Set exercise
Show every line below that contains the word "background", copying each one in full.

Records provided
* * * * *

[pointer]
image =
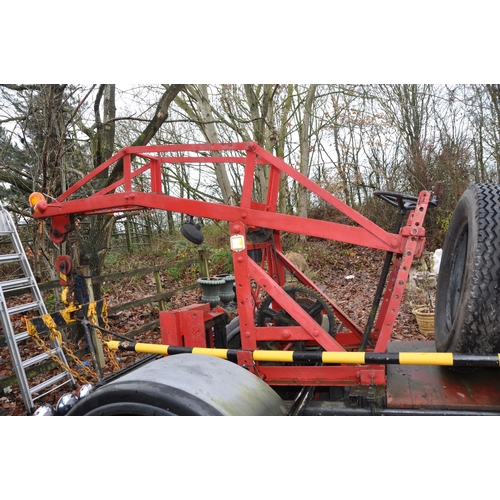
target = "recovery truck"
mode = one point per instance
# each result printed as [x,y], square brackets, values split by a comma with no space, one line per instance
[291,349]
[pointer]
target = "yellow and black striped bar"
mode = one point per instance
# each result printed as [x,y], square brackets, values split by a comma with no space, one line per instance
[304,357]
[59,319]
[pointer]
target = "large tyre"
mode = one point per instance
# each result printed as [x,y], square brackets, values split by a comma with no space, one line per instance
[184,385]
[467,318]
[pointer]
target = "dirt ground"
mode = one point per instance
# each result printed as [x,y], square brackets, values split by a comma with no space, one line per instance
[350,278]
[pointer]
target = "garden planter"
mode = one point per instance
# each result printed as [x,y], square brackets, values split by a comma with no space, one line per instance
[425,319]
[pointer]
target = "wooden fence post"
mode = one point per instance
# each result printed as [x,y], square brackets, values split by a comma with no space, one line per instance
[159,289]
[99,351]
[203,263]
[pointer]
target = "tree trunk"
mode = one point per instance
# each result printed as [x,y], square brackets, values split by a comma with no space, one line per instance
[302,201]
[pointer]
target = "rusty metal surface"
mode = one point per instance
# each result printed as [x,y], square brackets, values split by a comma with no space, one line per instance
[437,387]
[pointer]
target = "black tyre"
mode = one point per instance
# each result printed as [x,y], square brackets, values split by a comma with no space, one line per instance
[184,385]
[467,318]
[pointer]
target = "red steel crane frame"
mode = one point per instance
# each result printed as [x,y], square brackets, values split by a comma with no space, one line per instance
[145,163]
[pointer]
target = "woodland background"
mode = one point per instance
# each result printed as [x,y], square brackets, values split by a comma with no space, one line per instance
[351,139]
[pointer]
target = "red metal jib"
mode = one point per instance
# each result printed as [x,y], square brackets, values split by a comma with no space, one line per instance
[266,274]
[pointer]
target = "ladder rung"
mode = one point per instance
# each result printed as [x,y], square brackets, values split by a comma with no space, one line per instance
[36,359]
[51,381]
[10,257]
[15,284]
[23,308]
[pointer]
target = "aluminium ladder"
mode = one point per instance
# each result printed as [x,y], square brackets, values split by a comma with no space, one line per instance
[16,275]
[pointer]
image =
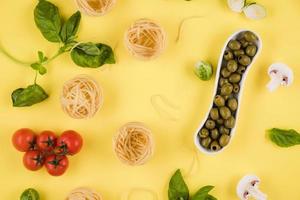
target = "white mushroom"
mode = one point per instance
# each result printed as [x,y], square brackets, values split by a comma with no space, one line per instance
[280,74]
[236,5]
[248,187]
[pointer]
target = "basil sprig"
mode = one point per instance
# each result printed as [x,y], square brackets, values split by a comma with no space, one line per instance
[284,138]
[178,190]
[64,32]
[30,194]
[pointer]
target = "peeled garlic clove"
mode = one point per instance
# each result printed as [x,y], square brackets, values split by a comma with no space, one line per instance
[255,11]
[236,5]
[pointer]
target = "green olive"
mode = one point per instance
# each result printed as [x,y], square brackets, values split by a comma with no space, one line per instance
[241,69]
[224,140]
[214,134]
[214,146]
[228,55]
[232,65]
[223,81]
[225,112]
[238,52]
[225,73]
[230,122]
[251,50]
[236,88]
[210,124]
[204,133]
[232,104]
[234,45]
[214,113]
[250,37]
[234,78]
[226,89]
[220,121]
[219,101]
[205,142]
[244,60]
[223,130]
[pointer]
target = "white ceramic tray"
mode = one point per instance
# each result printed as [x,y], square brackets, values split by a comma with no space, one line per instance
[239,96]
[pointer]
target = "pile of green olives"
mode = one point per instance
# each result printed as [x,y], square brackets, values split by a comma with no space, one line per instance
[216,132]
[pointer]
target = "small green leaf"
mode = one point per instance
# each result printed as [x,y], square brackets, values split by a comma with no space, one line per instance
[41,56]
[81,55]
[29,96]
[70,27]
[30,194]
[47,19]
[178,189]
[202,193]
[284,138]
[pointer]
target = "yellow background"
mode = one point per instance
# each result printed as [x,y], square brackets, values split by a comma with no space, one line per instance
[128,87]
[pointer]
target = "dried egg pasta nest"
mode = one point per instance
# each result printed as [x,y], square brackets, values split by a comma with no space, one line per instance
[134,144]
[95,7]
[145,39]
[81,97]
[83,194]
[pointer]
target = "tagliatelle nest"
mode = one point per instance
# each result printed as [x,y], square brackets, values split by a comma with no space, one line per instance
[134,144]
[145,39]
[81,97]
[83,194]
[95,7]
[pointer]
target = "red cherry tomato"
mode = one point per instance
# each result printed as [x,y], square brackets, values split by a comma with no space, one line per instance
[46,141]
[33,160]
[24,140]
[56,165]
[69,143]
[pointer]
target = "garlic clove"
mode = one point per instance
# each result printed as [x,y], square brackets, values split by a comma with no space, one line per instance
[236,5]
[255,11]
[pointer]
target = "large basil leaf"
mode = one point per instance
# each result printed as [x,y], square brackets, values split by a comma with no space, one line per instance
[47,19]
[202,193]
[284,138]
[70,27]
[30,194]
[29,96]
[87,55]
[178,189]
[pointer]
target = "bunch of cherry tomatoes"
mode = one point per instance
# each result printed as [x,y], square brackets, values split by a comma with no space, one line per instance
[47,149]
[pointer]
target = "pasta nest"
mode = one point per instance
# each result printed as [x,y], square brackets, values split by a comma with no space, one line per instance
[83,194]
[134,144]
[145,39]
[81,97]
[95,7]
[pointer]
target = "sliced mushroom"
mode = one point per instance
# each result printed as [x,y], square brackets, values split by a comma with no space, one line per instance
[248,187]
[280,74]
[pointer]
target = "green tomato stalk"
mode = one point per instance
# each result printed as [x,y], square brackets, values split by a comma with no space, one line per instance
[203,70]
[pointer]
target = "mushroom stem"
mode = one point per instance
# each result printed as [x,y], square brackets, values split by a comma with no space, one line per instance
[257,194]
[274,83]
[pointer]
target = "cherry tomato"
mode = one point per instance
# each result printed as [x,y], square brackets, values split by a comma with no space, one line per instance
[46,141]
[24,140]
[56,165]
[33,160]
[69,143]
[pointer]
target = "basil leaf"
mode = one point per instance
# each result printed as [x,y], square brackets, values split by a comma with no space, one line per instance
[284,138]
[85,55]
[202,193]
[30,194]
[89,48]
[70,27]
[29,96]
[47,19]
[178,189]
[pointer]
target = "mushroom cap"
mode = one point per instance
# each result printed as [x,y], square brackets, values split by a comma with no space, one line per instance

* * * * *

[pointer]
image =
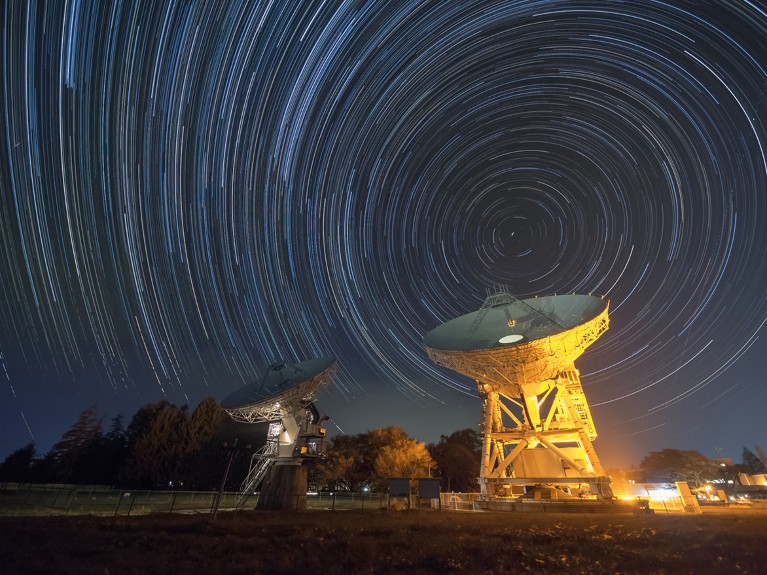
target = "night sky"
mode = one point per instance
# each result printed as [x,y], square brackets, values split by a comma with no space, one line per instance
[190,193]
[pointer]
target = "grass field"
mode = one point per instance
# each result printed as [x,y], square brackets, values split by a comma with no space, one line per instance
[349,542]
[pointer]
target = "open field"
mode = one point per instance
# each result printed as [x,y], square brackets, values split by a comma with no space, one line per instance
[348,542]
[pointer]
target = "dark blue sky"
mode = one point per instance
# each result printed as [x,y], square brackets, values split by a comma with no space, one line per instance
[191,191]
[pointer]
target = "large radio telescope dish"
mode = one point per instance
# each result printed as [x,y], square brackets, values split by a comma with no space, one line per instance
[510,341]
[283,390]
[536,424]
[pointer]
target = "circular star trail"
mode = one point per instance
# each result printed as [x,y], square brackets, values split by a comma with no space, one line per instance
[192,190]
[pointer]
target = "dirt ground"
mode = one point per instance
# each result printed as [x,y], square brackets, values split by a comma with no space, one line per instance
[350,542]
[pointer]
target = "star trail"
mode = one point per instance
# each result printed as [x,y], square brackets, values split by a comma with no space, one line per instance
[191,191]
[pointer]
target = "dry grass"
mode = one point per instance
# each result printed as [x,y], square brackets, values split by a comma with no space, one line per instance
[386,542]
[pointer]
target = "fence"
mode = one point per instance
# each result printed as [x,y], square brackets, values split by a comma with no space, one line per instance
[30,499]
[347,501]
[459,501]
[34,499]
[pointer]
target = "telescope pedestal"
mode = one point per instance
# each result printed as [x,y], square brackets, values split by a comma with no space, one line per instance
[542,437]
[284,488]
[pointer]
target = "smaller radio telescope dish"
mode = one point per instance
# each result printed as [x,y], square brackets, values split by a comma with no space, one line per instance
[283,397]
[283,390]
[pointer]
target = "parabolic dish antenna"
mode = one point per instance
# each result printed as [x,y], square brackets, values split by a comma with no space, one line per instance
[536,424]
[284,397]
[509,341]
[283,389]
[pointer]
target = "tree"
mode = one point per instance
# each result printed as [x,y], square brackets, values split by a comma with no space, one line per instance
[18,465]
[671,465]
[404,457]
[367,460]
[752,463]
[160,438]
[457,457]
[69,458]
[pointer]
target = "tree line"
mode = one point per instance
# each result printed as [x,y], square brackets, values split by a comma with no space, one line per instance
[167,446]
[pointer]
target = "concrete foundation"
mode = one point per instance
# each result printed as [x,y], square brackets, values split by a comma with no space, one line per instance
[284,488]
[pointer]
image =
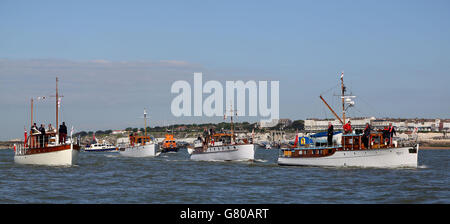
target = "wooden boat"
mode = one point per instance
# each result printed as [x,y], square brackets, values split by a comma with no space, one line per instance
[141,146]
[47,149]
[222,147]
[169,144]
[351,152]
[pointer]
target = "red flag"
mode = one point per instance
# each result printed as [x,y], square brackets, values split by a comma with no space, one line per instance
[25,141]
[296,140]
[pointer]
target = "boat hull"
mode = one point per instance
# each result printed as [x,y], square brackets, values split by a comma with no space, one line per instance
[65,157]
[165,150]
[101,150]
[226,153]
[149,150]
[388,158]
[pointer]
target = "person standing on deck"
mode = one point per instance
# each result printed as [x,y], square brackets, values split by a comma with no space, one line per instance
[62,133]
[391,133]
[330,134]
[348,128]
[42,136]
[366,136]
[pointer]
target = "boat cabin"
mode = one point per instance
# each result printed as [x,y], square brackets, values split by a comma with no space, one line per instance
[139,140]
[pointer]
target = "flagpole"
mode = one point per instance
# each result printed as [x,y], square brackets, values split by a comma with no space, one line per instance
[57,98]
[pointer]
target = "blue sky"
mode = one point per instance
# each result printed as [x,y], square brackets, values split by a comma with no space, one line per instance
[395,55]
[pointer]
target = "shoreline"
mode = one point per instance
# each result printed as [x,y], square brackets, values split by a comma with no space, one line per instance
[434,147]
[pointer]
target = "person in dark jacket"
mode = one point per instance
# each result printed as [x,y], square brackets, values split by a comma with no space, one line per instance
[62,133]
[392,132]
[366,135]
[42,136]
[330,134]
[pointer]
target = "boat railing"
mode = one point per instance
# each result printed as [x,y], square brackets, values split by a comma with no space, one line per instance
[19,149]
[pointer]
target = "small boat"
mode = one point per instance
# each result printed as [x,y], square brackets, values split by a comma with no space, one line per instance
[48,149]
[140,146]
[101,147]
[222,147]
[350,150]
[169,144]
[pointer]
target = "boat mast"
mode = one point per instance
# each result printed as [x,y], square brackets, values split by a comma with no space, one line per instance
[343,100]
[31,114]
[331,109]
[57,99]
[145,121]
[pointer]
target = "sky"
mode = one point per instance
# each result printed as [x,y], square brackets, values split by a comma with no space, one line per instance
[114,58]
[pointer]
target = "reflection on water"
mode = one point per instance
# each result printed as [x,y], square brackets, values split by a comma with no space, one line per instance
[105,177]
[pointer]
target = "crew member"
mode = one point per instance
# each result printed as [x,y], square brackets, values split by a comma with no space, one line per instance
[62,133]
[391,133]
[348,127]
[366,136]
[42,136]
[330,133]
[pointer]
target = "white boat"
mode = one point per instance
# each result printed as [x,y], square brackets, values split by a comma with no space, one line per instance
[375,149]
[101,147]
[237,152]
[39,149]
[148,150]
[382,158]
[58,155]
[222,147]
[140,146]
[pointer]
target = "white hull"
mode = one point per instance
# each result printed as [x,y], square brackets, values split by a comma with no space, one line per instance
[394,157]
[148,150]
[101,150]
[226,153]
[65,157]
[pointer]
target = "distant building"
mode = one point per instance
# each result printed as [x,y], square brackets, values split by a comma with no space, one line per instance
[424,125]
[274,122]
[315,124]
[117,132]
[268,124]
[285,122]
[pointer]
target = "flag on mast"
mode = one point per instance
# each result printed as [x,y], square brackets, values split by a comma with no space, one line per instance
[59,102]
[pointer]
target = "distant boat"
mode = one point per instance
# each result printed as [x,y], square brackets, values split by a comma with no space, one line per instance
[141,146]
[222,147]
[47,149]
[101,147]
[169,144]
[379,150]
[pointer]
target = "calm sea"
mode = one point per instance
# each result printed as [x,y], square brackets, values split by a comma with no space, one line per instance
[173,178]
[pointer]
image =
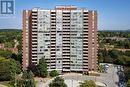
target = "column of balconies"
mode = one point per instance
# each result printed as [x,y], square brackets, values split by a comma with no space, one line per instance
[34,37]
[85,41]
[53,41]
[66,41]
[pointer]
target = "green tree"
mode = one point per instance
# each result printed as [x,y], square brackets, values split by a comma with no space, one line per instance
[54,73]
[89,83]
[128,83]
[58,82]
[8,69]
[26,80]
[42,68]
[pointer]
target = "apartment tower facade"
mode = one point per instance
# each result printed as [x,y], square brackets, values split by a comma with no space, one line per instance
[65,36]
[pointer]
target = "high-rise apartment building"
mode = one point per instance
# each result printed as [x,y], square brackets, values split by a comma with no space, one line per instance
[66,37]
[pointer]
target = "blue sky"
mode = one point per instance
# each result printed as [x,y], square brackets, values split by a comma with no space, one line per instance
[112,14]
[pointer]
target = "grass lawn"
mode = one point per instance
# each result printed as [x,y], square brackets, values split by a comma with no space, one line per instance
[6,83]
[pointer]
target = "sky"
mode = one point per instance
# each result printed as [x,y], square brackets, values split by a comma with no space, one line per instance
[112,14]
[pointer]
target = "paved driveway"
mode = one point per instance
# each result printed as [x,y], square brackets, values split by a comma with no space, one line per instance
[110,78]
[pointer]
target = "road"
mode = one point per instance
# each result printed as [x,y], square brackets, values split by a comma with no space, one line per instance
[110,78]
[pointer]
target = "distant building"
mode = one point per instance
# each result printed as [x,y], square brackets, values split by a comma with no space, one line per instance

* * * * *

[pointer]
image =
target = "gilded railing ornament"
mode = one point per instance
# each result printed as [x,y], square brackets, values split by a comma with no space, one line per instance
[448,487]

* * * * *

Task result
target = "woodland background"
target = "yellow background"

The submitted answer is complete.